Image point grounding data

-=-=-=-=-

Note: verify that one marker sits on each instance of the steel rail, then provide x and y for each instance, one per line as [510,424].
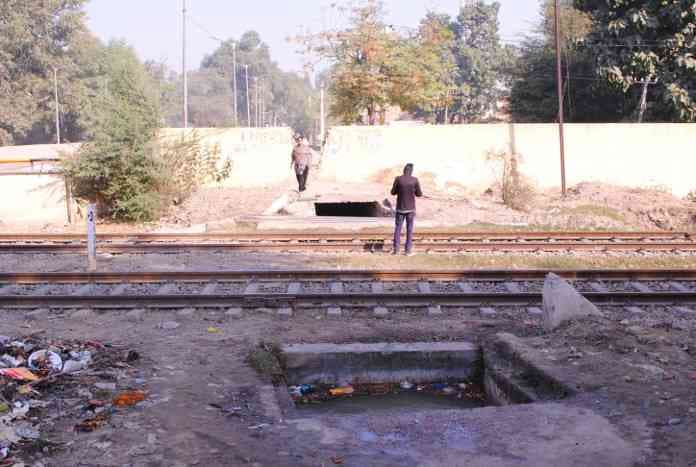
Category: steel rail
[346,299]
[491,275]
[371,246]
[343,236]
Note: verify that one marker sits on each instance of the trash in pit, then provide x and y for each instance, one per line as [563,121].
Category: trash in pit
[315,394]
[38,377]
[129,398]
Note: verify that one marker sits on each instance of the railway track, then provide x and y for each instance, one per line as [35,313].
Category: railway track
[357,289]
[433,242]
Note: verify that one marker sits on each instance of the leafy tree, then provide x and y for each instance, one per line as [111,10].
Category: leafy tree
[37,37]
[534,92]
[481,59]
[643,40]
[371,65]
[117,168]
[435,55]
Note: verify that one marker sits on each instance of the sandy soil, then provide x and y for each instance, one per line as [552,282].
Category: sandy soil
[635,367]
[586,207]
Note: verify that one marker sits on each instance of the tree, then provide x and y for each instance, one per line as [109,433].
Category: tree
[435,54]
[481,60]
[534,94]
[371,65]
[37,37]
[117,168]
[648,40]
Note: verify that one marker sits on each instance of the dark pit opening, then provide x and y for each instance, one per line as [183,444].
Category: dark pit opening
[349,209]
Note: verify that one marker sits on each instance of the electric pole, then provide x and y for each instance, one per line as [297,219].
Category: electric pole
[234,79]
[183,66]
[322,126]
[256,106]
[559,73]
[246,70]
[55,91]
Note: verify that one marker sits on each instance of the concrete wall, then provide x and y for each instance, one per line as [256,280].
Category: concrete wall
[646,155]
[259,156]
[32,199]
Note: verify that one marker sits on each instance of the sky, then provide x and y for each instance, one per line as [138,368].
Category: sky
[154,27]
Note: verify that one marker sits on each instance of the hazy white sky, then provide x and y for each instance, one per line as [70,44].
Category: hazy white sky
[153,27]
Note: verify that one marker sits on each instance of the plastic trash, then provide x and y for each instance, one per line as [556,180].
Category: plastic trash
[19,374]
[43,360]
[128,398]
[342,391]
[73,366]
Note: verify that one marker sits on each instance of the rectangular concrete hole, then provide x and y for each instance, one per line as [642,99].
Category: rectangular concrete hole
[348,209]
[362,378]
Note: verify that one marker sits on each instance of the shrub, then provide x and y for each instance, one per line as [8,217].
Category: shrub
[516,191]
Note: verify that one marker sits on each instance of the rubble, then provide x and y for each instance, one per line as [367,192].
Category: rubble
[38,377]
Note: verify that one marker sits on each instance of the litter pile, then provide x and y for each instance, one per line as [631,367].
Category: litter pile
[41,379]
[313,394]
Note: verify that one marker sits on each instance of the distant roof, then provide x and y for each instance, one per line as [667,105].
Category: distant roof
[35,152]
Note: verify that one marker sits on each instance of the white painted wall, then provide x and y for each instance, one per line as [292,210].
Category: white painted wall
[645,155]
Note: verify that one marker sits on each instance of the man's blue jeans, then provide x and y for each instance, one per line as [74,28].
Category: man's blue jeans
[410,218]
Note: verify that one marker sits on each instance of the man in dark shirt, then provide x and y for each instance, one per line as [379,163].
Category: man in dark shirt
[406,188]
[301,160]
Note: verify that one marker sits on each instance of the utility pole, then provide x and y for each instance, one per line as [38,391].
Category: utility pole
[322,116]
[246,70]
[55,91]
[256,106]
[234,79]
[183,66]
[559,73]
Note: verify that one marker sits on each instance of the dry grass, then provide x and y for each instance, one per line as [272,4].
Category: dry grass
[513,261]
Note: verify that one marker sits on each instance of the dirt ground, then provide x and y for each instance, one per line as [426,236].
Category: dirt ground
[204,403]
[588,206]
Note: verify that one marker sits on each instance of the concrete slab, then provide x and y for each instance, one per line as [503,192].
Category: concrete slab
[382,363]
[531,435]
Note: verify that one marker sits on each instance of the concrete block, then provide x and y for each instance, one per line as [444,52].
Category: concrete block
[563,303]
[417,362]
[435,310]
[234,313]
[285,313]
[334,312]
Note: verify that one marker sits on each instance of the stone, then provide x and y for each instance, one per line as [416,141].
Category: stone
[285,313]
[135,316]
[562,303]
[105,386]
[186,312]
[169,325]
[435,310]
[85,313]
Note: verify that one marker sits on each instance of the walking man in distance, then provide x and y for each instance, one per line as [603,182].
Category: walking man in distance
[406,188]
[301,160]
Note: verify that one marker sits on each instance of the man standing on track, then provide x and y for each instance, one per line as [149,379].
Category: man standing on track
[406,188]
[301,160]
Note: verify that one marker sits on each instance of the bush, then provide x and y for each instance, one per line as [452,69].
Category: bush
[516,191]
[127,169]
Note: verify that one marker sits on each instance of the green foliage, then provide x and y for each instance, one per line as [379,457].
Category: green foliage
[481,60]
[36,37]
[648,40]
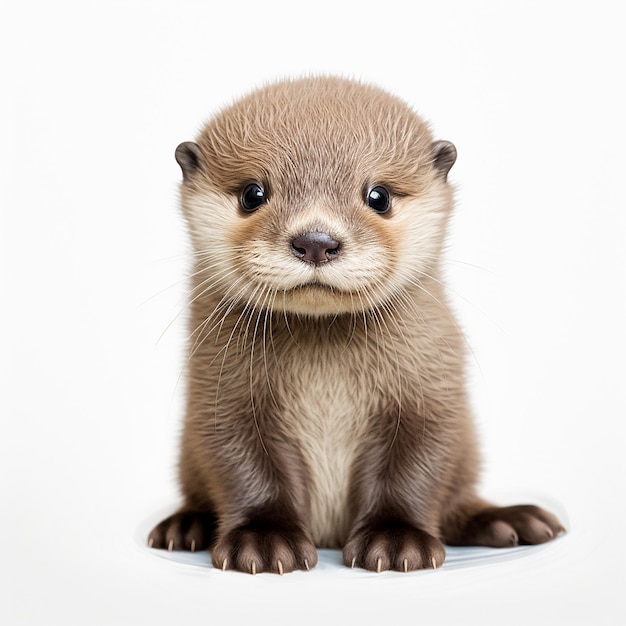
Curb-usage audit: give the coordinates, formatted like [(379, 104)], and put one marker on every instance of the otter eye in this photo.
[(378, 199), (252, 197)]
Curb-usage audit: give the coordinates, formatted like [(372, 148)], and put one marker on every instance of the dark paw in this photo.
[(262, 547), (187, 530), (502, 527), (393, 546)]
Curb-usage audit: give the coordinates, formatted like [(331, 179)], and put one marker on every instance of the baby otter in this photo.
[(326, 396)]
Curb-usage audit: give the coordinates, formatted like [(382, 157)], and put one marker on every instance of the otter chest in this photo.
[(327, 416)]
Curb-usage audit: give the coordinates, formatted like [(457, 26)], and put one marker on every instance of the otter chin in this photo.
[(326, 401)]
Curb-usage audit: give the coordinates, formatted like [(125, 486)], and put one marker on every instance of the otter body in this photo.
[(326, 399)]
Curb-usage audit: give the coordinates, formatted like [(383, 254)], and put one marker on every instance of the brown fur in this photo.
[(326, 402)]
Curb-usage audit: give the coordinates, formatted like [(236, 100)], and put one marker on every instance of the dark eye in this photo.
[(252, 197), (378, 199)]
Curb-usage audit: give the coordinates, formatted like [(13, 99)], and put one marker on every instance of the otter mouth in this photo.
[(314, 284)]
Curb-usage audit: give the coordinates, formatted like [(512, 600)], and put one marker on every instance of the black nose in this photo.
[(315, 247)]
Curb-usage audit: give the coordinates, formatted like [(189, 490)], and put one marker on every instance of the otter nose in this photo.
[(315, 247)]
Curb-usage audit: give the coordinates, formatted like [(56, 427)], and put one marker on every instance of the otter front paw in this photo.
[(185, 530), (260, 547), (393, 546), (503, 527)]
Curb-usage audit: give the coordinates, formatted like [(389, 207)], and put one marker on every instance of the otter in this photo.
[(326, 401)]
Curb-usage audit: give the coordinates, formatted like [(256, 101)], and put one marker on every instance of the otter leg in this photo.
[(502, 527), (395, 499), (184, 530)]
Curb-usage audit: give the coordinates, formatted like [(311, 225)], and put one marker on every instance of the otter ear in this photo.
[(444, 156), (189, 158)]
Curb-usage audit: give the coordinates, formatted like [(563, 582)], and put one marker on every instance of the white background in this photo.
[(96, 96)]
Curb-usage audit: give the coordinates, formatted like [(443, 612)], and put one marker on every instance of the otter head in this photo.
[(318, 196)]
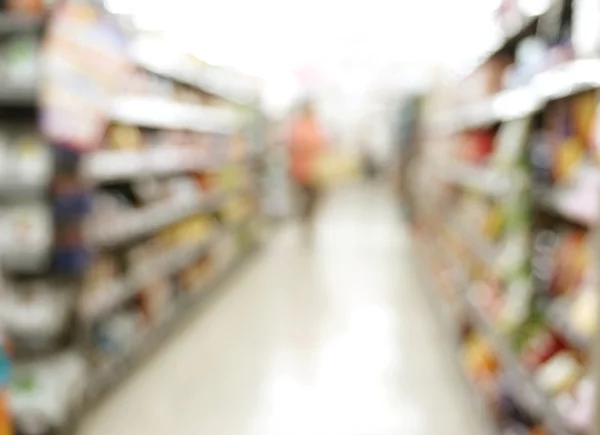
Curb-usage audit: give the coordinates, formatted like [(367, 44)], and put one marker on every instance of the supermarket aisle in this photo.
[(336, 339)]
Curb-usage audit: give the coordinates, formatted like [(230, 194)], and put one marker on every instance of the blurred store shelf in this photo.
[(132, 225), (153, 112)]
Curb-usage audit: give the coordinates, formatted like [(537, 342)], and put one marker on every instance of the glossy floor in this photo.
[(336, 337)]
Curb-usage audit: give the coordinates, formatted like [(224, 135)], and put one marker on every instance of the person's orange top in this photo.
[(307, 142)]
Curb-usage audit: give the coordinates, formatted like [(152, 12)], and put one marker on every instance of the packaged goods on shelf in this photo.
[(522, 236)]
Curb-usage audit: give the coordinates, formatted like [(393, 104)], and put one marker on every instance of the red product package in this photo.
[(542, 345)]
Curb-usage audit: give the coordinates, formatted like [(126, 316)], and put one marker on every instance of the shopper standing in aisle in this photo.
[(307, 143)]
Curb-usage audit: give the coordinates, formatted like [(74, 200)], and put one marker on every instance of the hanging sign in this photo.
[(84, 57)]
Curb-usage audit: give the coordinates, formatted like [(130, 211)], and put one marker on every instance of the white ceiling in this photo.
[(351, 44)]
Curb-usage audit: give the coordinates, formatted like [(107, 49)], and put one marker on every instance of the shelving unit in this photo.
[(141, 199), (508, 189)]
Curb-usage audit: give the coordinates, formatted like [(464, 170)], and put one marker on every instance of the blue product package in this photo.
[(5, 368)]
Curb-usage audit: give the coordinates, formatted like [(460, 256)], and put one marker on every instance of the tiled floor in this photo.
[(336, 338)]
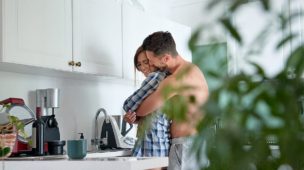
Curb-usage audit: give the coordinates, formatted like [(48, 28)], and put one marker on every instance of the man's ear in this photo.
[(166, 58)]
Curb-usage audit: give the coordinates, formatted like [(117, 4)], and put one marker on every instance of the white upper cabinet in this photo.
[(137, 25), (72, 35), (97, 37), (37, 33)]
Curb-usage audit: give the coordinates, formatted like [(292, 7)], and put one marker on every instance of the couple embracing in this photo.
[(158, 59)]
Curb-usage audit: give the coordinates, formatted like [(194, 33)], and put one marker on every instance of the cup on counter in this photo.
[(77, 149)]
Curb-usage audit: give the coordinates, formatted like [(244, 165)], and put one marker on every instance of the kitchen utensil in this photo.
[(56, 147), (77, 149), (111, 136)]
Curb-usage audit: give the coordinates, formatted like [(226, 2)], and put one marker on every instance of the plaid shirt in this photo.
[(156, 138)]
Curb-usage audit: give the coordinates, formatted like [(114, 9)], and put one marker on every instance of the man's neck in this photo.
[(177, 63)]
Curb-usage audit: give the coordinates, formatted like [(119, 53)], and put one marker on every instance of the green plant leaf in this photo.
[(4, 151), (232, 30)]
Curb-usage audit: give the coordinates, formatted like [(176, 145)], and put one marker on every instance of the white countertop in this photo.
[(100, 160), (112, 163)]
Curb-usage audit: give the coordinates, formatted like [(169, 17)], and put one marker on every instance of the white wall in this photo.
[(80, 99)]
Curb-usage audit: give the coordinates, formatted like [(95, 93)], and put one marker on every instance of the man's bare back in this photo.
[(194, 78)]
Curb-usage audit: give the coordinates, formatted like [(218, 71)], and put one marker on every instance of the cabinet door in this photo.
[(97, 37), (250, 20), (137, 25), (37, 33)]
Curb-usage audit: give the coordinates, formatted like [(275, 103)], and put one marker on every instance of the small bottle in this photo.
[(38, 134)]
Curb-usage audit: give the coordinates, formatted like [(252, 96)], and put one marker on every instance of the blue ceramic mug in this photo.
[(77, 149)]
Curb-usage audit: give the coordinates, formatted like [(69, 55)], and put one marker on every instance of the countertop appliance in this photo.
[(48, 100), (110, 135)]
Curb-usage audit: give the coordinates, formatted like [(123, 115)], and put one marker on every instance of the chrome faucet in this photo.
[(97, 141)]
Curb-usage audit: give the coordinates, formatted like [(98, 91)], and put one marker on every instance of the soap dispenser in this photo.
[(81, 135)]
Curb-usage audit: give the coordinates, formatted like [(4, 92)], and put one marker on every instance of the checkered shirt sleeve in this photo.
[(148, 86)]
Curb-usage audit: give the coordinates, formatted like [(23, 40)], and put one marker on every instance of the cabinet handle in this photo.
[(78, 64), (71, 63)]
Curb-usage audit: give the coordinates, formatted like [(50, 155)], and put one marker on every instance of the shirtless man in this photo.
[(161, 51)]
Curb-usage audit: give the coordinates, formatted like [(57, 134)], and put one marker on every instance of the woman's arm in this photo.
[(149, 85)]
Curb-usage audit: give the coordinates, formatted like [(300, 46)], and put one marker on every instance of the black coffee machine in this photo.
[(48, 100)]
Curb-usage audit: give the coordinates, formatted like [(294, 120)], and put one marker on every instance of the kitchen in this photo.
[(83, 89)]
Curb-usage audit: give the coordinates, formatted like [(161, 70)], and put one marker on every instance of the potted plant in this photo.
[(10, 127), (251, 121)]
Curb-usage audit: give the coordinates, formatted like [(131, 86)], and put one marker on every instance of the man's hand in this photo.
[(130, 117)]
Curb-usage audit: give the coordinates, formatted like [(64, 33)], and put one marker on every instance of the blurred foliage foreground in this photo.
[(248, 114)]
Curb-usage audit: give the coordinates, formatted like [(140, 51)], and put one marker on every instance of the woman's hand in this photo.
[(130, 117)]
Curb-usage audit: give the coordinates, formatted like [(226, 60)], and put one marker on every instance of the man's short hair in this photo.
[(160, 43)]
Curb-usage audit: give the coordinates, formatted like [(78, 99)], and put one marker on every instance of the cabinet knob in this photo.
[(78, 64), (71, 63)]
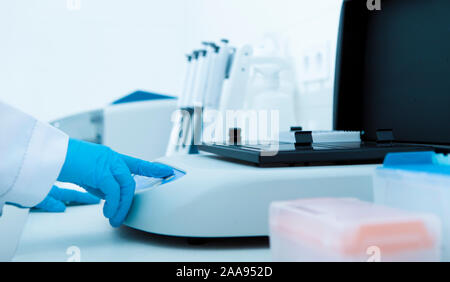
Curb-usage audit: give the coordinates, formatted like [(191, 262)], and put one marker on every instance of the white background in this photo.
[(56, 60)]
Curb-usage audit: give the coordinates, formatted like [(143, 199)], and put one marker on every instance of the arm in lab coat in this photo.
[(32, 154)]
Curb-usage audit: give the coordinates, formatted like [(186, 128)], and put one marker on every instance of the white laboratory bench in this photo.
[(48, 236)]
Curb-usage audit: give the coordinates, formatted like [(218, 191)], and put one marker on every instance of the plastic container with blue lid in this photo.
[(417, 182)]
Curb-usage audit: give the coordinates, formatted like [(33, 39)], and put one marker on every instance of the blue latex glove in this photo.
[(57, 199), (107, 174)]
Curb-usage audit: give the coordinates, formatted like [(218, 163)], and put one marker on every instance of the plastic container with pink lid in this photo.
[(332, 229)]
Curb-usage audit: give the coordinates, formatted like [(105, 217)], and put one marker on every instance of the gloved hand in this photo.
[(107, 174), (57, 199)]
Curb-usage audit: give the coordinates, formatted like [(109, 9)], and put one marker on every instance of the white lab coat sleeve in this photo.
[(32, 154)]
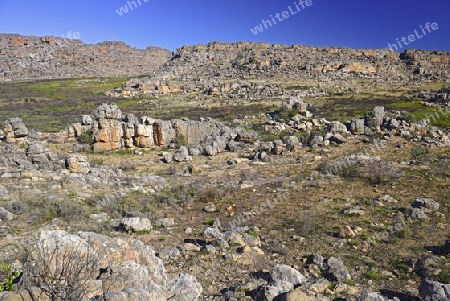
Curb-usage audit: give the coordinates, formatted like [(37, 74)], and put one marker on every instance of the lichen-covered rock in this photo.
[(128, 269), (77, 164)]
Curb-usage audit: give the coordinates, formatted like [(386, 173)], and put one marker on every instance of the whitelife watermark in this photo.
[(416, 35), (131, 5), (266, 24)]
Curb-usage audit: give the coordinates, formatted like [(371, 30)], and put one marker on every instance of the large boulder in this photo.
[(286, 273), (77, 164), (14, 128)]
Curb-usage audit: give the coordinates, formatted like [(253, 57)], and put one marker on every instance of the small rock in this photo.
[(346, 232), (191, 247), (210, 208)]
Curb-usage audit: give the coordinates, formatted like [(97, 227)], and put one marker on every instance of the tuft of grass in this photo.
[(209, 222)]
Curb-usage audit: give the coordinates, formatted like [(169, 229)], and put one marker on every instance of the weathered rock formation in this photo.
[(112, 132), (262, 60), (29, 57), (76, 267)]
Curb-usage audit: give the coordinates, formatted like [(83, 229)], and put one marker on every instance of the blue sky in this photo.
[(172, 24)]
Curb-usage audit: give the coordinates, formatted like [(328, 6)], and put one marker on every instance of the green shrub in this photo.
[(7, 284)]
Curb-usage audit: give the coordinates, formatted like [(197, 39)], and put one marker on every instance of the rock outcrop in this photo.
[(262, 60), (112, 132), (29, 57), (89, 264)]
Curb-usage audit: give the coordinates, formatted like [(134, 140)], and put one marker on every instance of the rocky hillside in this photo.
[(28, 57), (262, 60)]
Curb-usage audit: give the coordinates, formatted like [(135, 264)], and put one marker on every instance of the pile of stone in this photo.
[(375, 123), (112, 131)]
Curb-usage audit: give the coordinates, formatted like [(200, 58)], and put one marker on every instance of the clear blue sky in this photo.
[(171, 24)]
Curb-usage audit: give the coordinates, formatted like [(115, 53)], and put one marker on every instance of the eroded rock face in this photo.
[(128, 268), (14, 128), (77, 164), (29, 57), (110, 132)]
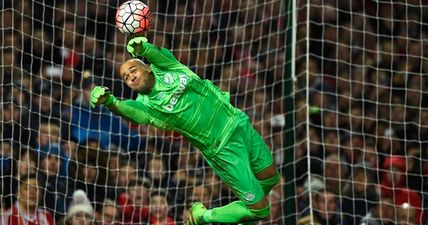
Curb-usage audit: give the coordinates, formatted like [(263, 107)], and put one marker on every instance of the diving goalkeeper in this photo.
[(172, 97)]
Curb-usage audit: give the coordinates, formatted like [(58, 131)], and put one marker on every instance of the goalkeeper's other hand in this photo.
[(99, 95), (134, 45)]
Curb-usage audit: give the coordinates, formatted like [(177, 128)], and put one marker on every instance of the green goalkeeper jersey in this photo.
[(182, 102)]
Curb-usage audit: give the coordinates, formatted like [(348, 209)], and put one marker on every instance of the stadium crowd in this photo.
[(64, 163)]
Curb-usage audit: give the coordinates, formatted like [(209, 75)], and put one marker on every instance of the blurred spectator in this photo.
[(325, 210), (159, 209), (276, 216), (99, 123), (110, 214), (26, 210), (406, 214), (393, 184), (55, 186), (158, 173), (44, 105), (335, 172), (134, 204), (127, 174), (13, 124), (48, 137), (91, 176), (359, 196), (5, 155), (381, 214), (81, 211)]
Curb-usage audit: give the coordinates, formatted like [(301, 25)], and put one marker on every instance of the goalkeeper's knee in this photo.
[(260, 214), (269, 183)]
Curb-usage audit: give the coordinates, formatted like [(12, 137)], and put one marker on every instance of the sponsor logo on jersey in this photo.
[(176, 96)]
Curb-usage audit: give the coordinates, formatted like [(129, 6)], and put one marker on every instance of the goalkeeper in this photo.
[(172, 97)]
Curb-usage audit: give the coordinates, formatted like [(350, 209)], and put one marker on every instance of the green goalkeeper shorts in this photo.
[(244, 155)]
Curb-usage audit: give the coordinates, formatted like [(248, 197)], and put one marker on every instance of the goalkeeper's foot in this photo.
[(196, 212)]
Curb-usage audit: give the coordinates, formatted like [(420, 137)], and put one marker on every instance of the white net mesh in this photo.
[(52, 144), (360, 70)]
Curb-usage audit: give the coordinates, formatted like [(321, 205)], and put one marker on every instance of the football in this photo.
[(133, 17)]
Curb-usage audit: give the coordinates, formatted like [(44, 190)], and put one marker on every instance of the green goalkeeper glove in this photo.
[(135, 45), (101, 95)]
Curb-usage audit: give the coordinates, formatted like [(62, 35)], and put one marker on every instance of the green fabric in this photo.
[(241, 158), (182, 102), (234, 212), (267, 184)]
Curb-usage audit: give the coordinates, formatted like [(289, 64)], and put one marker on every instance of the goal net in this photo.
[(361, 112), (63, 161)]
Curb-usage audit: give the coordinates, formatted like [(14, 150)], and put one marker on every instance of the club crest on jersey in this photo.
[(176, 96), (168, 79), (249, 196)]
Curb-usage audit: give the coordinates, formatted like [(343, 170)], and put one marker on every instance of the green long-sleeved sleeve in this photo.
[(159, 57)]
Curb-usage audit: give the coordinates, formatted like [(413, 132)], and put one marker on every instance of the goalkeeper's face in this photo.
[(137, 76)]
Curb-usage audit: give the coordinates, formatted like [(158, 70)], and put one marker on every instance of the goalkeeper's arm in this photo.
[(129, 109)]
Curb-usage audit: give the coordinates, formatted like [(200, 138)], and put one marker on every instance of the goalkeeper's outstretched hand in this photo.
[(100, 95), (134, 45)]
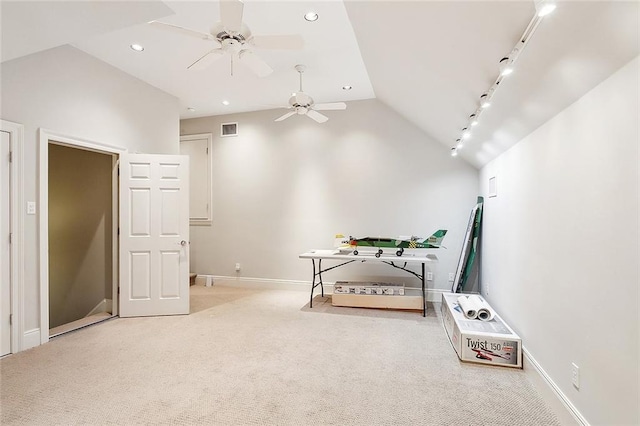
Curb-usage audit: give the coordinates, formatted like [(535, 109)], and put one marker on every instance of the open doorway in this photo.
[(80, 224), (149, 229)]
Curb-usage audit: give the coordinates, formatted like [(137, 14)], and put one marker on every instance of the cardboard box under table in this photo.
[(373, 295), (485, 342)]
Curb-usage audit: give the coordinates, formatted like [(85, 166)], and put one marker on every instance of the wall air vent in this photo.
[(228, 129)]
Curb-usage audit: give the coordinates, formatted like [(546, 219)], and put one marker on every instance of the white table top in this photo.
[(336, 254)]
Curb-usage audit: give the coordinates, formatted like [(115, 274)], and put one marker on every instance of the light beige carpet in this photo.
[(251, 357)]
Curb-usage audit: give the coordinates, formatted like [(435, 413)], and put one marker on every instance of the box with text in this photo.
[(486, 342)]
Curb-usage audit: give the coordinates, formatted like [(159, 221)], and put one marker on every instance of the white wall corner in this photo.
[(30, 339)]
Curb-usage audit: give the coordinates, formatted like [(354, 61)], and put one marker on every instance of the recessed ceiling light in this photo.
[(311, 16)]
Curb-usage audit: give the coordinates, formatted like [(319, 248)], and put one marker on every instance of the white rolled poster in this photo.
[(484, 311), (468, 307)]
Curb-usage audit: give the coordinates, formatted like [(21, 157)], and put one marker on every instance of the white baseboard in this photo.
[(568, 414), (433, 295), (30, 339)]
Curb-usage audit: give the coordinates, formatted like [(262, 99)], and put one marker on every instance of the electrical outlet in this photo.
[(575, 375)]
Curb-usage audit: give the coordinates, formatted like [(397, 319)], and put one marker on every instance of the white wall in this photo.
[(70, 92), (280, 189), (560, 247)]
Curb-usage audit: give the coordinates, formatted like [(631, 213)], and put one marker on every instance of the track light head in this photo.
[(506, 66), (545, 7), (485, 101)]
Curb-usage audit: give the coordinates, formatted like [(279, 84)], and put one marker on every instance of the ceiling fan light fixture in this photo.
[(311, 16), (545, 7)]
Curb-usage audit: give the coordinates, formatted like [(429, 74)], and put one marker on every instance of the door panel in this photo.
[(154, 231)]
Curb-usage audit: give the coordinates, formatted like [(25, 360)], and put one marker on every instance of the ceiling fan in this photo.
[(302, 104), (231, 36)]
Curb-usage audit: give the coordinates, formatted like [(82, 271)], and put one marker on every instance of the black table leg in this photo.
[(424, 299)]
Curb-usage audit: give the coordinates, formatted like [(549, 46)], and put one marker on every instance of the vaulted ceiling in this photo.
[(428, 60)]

-=-=-=-=-

▸ Task brief
Any pictures are to be skipped, and the lines from the beginning of the entries through the line with "line as [138,368]." copied exactly.

▸ Response to the exercise
Note: verify that one marker sits on each instance of the steel rail, then provide x and y for each instance, one per line as [510,424].
Category: steel rail
[346,299]
[491,275]
[371,246]
[343,236]
Note: verify that one marker sits on each instance of the trash in pit, then provide x and y for each instance, one per line as [563,121].
Category: trash in pit
[315,394]
[38,377]
[129,398]
Note: verify that one marker sits on each instance of the railway track, then provide x and y for each instance, one per line as [35,313].
Category: railway track
[357,289]
[433,242]
Note: verify that one marker sits on each instance of the leafy tree, then provide x and y for each instance, one per line as [111,10].
Category: leafy tree
[37,37]
[534,92]
[481,59]
[643,40]
[371,65]
[117,168]
[435,55]
Note: verify that one marker sits on each instance of the sandy soil, then provide x and y for each instance, one per line as [552,282].
Category: sandy soil
[635,367]
[586,207]
Note: verify that one marker sits on each instance of the tree, then provide x and y for each instance, one per line as [109,433].
Category: tree
[435,54]
[481,60]
[534,94]
[371,65]
[37,37]
[117,168]
[648,40]
Note: verify that one marker sits on each instance of the dark pit opening, then provide x and y for each instance, one per line as [183,444].
Category: dark pit opening
[349,209]
Note: verify that one marker sits on each instance of the electric pole, then provide x and y for each instance, one per line as [297,219].
Category: electric pole
[234,79]
[183,66]
[322,126]
[256,106]
[559,73]
[246,70]
[55,91]
Note: verify that one marker sits on each instance of the concrete wall, then provide x and y for each instance, one per line as [256,280].
Category: concrete wall
[646,155]
[259,156]
[32,199]
Note: verify that one marker sits on each instance of the sky, then provide x and y for each instance, one per line as [138,368].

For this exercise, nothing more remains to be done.